In two sentences, summarize the forum thread below on vertex ordering and triangle stripping.

**Extract:**
▬▬▬▬▬▬

Originally posted by GPSnoopy:
The remapping of the indices is for reorganizing the vertex arrays (and not the indices themselves). The goal is to improve the memory accesses by improving the cache coherency (but do not mistake this for the post-T&L cache, which is something completely different).
For example, a vertex array that is accessed sequentially is faster than one that is indexed randomly.
1, 2, 3, 2, 3, 4, 3, 4, 5, etc. will be faster than 1, 456456, 2547, 84125, etc.
i definately would never have guessed that. it seems odd to me that the hardware would be organized that way. can you or anyone make an architecture argument for this?
The triangle stripifier with the red lettered logo is Stripe, not Tri Stripper.
hmmm, maybe i overlooked yours then. i promise to give it a look as soon as i pass this post on. i think i looked at two, one ‘atc’ or something, and probably stripe.
The main advantage that NvTriStrip has is that it outputs better results, but the difference compared to Tri Stripper is minimal. Although I had people telling me Tri Stripper was giving better results for them, but I could not benchmark this myself.
i’m actually working on an interesting project right now that might make for a good benchmark. i’m stripping about 200,000 small very similar meshes. you can find a recent visual at:
http://arcadia.angeltowns.com//share//genesis-mosaics-lores.jpg
assuming that url is correct. to me, the resulting strips don’t look to be terribly cache friendly, especially given the simplicity of the meshes. looks like there is a lot of room for improvement to be had. those strips were done with nvidia’s utility library btw.
NvTriStrip is not slow cause of the lack of connectivity information (Tri Stripper also has to compute it), but IIRC it has some algorithms that have a complexity of O(n^2).
yeah, i imagined so much… just wishful thinking on my part that connectivity might be an issue. just out of curiosity, what percentage is connectivity versus cache constraints/strip fitting?
i regularly strip fairly large meshes for general projects, but this project in the screen above is basicly composed of a whole lot of relatively small meshes… so in that case the exponential performance is not a major concern. i have had to walk away from my machine in the past for about 10minutes while nvidia’s stripper spits out a fair sized mesh… but stripping these 200k little meshes generally runs about a day. and i suspect in the future the size of the meshes will probably go up significantly for different optional resolution databases. i’m a little bit frightened about how that might scale… 2 or 3 days, maybe more… so basicly i am looking for faster alternatives.

▬▬▬▬▬▬

**Data:**

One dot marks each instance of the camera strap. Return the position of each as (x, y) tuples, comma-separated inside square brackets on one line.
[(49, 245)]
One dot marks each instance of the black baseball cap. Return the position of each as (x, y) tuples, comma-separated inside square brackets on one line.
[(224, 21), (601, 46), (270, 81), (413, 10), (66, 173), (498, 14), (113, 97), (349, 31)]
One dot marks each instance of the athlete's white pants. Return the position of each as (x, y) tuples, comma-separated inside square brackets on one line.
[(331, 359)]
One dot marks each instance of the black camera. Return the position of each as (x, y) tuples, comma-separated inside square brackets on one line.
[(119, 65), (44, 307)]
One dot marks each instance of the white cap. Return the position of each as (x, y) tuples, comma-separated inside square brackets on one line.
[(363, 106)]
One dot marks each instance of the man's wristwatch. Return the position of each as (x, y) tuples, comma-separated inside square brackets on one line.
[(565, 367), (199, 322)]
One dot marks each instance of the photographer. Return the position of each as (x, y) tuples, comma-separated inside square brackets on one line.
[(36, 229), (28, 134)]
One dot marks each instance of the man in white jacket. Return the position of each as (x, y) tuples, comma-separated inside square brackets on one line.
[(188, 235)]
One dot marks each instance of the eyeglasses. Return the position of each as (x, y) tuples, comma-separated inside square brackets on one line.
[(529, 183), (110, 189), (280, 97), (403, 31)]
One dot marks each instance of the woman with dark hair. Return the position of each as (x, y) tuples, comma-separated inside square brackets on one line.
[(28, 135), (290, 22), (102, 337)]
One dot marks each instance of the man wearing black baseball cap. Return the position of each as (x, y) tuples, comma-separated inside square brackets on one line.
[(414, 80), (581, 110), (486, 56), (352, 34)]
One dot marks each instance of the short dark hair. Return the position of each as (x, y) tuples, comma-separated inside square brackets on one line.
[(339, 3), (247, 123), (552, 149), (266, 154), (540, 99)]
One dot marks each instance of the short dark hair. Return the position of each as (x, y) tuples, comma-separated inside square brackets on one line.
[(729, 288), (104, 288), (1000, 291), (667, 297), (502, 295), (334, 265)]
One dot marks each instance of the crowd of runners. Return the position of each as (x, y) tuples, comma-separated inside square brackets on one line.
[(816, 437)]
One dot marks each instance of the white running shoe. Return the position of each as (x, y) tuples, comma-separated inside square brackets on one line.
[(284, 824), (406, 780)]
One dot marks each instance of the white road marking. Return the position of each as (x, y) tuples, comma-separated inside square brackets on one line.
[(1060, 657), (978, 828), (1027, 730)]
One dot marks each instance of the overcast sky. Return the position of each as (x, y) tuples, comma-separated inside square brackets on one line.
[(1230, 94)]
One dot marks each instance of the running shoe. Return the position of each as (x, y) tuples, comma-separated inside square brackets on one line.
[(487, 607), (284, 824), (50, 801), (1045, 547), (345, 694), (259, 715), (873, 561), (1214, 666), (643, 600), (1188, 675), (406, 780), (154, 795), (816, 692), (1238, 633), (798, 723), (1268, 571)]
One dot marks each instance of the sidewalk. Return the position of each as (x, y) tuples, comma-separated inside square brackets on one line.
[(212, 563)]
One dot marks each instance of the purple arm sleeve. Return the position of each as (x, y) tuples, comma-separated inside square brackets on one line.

▬▬▬▬▬▬

**Response:** Remapping indices reorganizes the vertex arrays to improve cache coherency, so a vertex array accessed sequentially is faster than one indexed randomly. NvTriStrip is said to give slightly better results than Tri Stripper but to include algorithms of O(n^2) complexity, and one poster whose stripping of about 200,000 small meshes with it generally takes about a day is looking for faster alternatives.